Task: Copy every one of the records below word for word, leaving out the pictures.

Entries from a pointing dataset
:::::

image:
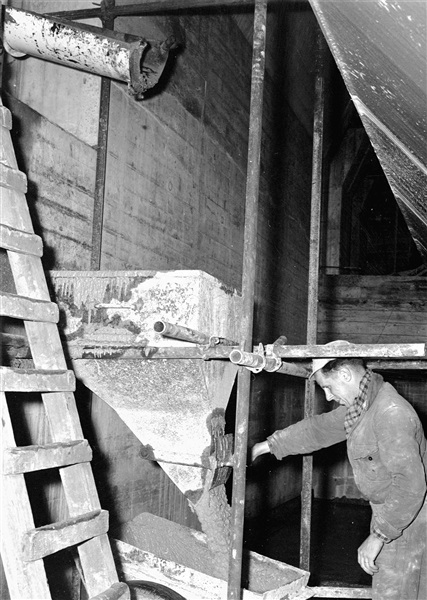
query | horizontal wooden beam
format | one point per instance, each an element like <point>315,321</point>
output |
<point>28,309</point>
<point>26,459</point>
<point>116,592</point>
<point>46,540</point>
<point>34,380</point>
<point>149,7</point>
<point>339,592</point>
<point>20,241</point>
<point>13,179</point>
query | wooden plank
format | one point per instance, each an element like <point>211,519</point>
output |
<point>36,380</point>
<point>397,365</point>
<point>5,118</point>
<point>24,580</point>
<point>116,591</point>
<point>338,592</point>
<point>43,541</point>
<point>13,179</point>
<point>29,309</point>
<point>20,241</point>
<point>35,458</point>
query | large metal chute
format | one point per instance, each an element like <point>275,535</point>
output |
<point>175,406</point>
<point>380,49</point>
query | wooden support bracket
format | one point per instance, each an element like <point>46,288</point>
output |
<point>36,380</point>
<point>43,541</point>
<point>28,309</point>
<point>26,459</point>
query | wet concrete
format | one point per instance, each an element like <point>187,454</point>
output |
<point>338,529</point>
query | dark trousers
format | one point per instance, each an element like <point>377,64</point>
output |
<point>402,564</point>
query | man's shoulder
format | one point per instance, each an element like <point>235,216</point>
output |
<point>388,398</point>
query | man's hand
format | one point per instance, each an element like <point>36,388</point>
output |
<point>258,449</point>
<point>368,552</point>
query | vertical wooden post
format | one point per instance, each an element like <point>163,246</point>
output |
<point>248,292</point>
<point>313,279</point>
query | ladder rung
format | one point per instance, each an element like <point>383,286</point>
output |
<point>36,380</point>
<point>115,592</point>
<point>5,117</point>
<point>46,540</point>
<point>20,241</point>
<point>29,309</point>
<point>26,459</point>
<point>13,179</point>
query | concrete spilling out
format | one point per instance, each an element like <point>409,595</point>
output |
<point>175,407</point>
<point>158,550</point>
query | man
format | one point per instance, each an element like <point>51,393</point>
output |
<point>387,450</point>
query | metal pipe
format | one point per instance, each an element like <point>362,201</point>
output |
<point>313,279</point>
<point>271,364</point>
<point>101,158</point>
<point>394,351</point>
<point>110,54</point>
<point>248,292</point>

:::::

Worked solution:
image:
query | horizontal wooden beam
format | one point per instance, each an element like <point>315,321</point>
output |
<point>28,309</point>
<point>26,459</point>
<point>116,592</point>
<point>46,540</point>
<point>34,380</point>
<point>149,7</point>
<point>339,592</point>
<point>20,241</point>
<point>13,179</point>
query | wooden plank
format | one point per instance, each an element like <point>211,519</point>
output |
<point>36,380</point>
<point>397,365</point>
<point>5,118</point>
<point>24,580</point>
<point>116,591</point>
<point>338,592</point>
<point>43,541</point>
<point>13,179</point>
<point>29,309</point>
<point>20,241</point>
<point>35,458</point>
query | large metal chute
format | one point per instance, each an element like <point>275,535</point>
output |
<point>175,406</point>
<point>380,49</point>
query | wooden support bracket
format | one point per instance, each an element like <point>46,288</point>
output |
<point>36,380</point>
<point>43,541</point>
<point>28,309</point>
<point>26,459</point>
query | wet concrete
format | one point per instance, each an element like <point>187,454</point>
output |
<point>338,529</point>
query | dark trousers
format | one point per instance, each an element like <point>377,64</point>
output |
<point>402,564</point>
query | man's shoulder
format | one point per instance, each an element like <point>235,216</point>
output |
<point>388,398</point>
query | man's hand
format | one point per instance, each an element like <point>36,388</point>
output |
<point>258,449</point>
<point>368,552</point>
query | vertical wooden post
format | one point per instance, each an element like <point>163,246</point>
output |
<point>248,292</point>
<point>313,279</point>
query | ladder rung
format | one point per instance, each an element like <point>383,286</point>
output |
<point>36,380</point>
<point>115,592</point>
<point>5,117</point>
<point>46,540</point>
<point>20,241</point>
<point>29,309</point>
<point>26,459</point>
<point>13,179</point>
query | concrete spilling out
format | one point per instance, each an element like <point>409,595</point>
output |
<point>175,407</point>
<point>158,550</point>
query | man
format | one point per instance, each an element like <point>51,393</point>
output |
<point>387,450</point>
query | metal pipe
format | one point per instance, each an element like <point>362,201</point>
output |
<point>313,279</point>
<point>271,364</point>
<point>101,158</point>
<point>394,351</point>
<point>110,54</point>
<point>248,292</point>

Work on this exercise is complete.